[Passage shown start]

When a Sligo-based accountancy practice approached a specialist cyber insurance broker in late 2025, the broker ran through their standard pre-qualification checklist. The firm had no MFA on their remote access system, no documented patching schedule, and no incident response plan beyond "call our IT company." The broker told them that the market had tightened significantly over the past two years, and that firms presenting this profile would face either a declined application or premiums 40 to 60% higher than firms that could demonstrate basic security controls.
Three months later, after working through a structured improvement programme with a virtual CISO, the same firm returned with documented controls and evidence. Their premium was 28% lower than the initial indicative quote, and they obtained a higher coverage limit.
Insurability is not a fixed state. It is a reflection of your security maturity, and it is improvable — with effort that is also good for your business beyond the insurance premium.

[Passage shown end]

**What to produce:** In the passage on cyber insurance, by what percentage did the accountancy firm's premium come in below the initial indicative quote after its improvement programme?

[Dataset excerpts start]

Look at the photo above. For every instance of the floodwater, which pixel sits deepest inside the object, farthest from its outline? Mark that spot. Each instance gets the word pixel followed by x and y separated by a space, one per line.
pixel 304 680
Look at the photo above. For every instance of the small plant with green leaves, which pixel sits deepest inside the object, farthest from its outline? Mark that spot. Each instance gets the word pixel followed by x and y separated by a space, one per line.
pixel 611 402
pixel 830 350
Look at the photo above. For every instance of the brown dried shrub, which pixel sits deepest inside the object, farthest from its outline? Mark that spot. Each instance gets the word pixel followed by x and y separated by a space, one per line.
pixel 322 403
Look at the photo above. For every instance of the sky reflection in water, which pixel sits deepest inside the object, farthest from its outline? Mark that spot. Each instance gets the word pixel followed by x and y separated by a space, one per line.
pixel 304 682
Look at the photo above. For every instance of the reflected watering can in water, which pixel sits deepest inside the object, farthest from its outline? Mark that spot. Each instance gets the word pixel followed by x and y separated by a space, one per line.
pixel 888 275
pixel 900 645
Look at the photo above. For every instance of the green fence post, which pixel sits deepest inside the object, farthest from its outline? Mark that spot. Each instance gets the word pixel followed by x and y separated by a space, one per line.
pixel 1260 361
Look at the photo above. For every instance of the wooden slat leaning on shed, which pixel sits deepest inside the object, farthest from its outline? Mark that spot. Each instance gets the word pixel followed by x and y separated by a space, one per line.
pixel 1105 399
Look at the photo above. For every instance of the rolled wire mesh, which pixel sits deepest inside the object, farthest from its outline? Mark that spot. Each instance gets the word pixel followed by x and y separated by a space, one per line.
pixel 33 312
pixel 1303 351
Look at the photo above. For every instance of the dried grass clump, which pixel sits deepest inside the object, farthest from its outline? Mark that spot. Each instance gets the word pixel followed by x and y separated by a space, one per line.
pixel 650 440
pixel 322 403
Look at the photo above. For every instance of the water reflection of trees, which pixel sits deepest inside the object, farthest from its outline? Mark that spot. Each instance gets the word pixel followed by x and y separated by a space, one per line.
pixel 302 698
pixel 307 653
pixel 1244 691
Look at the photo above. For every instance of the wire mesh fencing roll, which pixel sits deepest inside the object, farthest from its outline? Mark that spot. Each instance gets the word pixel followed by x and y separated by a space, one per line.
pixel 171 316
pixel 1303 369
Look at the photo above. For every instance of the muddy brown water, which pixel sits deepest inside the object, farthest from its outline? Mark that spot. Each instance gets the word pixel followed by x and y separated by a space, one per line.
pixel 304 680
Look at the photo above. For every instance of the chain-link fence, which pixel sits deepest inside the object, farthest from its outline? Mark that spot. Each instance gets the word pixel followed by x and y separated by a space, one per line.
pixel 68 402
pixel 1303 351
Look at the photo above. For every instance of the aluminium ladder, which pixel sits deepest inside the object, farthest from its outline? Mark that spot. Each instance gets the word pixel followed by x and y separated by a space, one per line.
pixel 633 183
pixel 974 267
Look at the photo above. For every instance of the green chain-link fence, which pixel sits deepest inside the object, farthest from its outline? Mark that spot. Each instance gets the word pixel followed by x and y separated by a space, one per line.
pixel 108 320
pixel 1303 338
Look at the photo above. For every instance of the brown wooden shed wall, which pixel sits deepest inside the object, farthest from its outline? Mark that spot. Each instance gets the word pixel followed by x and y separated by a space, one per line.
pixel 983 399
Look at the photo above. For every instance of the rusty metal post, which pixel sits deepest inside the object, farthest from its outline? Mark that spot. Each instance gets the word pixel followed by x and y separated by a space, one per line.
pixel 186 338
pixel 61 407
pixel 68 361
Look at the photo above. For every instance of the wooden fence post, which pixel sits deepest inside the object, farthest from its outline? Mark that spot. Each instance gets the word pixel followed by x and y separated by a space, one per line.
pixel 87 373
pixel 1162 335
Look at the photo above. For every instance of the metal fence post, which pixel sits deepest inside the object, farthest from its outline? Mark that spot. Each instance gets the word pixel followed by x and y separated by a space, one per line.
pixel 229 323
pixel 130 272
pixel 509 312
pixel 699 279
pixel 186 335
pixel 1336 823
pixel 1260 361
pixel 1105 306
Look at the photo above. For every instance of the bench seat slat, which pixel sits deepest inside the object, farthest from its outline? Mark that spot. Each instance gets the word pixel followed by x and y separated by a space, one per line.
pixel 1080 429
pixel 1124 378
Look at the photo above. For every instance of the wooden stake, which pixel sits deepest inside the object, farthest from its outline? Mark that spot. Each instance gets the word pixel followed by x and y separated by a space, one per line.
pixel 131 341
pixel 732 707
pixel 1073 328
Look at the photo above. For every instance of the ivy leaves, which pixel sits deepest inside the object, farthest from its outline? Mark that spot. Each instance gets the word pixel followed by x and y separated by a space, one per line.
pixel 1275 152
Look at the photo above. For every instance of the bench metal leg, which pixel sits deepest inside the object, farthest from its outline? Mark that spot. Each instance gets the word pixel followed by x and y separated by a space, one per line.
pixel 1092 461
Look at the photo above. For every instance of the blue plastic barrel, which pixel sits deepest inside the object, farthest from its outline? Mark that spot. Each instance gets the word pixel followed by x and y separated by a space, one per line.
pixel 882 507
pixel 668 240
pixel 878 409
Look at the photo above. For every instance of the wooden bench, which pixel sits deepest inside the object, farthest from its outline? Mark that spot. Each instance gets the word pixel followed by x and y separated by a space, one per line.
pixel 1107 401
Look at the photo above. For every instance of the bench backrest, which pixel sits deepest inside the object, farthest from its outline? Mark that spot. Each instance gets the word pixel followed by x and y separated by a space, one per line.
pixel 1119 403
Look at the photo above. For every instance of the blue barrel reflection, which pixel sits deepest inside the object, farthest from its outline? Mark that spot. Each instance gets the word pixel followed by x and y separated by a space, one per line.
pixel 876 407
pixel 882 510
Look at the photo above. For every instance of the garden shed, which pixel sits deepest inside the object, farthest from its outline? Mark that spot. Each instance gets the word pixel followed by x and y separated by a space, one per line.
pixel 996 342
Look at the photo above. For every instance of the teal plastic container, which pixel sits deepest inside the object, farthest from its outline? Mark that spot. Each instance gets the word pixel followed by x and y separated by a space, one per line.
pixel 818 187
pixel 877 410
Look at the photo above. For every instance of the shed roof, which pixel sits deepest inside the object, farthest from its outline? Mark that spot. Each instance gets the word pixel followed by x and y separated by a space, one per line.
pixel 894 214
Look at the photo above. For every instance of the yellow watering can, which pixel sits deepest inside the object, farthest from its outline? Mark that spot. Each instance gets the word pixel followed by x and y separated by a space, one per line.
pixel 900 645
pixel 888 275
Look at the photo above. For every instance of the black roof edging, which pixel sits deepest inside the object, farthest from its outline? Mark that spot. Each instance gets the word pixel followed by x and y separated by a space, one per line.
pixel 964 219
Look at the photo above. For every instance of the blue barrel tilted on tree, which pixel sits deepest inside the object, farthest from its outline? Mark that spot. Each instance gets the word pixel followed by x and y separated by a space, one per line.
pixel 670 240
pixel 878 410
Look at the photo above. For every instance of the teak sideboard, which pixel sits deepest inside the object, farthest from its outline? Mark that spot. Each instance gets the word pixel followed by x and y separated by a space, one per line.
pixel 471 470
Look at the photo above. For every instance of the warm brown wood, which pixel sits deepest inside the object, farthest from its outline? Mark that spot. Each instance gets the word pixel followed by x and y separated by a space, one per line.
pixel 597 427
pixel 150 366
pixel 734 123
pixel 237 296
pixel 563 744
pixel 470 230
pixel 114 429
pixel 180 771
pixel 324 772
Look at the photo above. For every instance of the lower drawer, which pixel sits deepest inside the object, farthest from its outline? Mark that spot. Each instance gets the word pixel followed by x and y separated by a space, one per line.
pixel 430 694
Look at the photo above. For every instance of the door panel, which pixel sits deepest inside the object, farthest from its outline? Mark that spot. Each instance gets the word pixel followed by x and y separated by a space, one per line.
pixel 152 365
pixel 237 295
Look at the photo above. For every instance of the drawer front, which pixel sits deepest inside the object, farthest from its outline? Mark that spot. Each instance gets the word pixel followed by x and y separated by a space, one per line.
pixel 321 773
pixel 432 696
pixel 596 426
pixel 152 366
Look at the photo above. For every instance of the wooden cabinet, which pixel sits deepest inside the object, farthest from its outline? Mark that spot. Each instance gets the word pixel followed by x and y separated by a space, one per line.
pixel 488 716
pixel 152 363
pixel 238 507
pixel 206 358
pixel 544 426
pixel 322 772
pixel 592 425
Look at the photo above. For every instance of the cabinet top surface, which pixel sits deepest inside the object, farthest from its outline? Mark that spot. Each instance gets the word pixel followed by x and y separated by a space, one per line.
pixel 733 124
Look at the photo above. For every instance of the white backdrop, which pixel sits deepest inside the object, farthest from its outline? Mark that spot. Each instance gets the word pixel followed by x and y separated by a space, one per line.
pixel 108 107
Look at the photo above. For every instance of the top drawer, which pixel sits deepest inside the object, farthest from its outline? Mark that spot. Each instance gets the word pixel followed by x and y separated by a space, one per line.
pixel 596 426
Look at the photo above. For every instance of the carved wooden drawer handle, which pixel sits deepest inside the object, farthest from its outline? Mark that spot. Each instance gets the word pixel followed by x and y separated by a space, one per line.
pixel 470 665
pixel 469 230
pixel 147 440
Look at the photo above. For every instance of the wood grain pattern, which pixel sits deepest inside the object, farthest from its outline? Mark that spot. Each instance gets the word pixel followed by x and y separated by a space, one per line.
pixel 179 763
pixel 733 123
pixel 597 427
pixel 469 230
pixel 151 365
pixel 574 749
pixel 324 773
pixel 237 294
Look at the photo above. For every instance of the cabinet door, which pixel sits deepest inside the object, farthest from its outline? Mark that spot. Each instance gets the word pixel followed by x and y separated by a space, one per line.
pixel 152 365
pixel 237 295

[Dataset excerpts end]

**Output of the exercise:** 28%